Work instruction
The copy you return must match the listing word for word and carry no pictures.

Information supplied
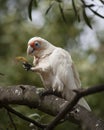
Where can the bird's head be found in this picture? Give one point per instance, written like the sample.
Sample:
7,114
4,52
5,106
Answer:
38,47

Response to this exercise
Where can the bird's head be found in this picture? Give one point per instance, written like the sample.
Sample:
7,114
4,52
5,106
Answer:
38,47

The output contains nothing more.